Extrait à lire:

Je trouve le film un peu simple. Simplet ?
Il y avait là un matériau formidable créativement, le tout réalisé par un passionné, donc forcément que ce serait divertissant, et sincère dans son amour pour l'univers pop culture (ou plutôt la Culture que l'on fissure pour parler de pop culture et "Culture avec un grand C", mais c'est un autre sujet). C'est ça qui fait tenir le film debout et lui permet de fonctionner. En fait il y a tellement d'amour qui transpire à travers l'écran que ça éblouit forcément toute neutralité, et les gens à qui cet univers parle ont profondément envie de l'aimer, ce film. Attention je ne dis pas qu'il n'y a pas de qualités objectives à reconnaître, nuance.

Données présentées:
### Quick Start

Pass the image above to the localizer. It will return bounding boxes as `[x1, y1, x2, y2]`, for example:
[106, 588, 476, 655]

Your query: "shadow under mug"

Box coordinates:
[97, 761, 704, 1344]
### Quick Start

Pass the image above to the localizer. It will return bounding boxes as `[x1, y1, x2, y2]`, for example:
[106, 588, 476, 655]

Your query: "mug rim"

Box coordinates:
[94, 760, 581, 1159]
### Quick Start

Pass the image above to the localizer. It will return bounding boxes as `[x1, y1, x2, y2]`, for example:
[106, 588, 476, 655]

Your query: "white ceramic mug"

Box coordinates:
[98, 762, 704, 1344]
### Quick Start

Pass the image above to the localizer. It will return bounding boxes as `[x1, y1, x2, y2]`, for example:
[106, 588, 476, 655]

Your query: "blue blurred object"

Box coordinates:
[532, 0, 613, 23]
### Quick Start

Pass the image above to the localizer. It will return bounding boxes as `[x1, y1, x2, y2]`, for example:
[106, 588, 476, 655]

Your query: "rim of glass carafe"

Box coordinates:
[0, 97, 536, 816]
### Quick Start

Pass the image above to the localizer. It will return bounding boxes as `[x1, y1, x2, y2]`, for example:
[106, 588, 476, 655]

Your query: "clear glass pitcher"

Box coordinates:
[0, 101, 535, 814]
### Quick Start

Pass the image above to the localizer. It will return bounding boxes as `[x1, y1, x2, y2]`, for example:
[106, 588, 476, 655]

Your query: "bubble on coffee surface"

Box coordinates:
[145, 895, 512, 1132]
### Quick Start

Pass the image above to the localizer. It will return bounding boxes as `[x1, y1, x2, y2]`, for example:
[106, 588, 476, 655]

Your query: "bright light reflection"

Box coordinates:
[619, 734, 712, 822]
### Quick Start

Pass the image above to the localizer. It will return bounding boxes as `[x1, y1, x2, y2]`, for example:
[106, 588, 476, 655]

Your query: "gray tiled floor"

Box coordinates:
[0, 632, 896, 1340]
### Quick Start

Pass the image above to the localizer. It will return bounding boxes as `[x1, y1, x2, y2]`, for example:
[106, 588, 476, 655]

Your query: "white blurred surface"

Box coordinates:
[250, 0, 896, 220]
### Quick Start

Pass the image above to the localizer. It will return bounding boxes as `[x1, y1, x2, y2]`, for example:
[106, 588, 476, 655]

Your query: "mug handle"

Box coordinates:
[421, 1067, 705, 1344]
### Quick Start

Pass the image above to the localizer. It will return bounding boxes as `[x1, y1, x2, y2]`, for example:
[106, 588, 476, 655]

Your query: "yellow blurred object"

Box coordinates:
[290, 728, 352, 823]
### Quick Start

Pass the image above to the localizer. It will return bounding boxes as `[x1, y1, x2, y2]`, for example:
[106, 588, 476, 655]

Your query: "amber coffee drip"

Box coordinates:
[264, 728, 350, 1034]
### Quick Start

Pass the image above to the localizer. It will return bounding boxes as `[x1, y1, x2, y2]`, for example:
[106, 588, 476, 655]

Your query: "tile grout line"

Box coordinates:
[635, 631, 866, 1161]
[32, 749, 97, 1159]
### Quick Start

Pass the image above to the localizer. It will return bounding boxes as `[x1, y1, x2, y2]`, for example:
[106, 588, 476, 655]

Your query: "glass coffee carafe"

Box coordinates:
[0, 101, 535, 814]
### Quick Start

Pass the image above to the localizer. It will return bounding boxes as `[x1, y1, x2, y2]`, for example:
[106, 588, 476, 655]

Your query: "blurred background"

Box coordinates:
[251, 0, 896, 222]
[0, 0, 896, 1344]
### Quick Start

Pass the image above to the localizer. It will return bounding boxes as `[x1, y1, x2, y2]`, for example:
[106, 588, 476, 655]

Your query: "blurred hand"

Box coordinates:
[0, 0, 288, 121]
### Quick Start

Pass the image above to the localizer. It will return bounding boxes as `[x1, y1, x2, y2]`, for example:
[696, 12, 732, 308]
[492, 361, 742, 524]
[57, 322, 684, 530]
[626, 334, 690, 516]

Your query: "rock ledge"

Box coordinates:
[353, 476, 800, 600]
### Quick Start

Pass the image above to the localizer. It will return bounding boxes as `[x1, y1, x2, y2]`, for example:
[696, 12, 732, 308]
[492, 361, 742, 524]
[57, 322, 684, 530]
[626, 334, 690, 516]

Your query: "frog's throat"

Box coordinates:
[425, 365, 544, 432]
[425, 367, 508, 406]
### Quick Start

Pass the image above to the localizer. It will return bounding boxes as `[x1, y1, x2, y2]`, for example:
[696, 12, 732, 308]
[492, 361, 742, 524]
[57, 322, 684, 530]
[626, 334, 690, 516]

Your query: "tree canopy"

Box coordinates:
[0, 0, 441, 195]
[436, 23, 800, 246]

Problèmes et consignes:
**A)** Recopiez intégralement l'extrait sur le film, sans y changer quoi que ce soit.
**B)** Extrayez tel quel le passage des entrées allant de leur tout début jusqu'à la ligne qui contient "[94, 760, 581, 1159]", cette ligne comprise.

Réponses attendues:
**A)**
Je trouve le film un peu simple. Simplet ?
Il y avait là un matériau formidable créativement, le tout réalisé par un passionné, donc forcément que ce serait divertissant, et sincère dans son amour pour l'univers pop culture (ou plutôt la Culture que l'on fissure pour parler de pop culture et "Culture avec un grand C", mais c'est un autre sujet). C'est ça qui fait tenir le film debout et lui permet de fonctionner. En fait il y a tellement d'amour qui transpire à travers l'écran que ça éblouit forcément toute neutralité, et les gens à qui cet univers parle ont profondément envie de l'aimer, ce film. Attention je ne dis pas qu'il n'y a pas de qualités objectives à reconnaître, nuance.

**B)**
### Quick Start

Pass the image above to the localizer. It will return bounding boxes as `[x1, y1, x2, y2]`, for example:
[106, 588, 476, 655]

Your query: "shadow under mug"

Box coordinates:
[97, 761, 704, 1344]
### Quick Start

Pass the image above to the localizer. It will return bounding boxes as `[x1, y1, x2, y2]`, for example:
[106, 588, 476, 655]

Your query: "mug rim"

Box coordinates:
[94, 760, 581, 1159]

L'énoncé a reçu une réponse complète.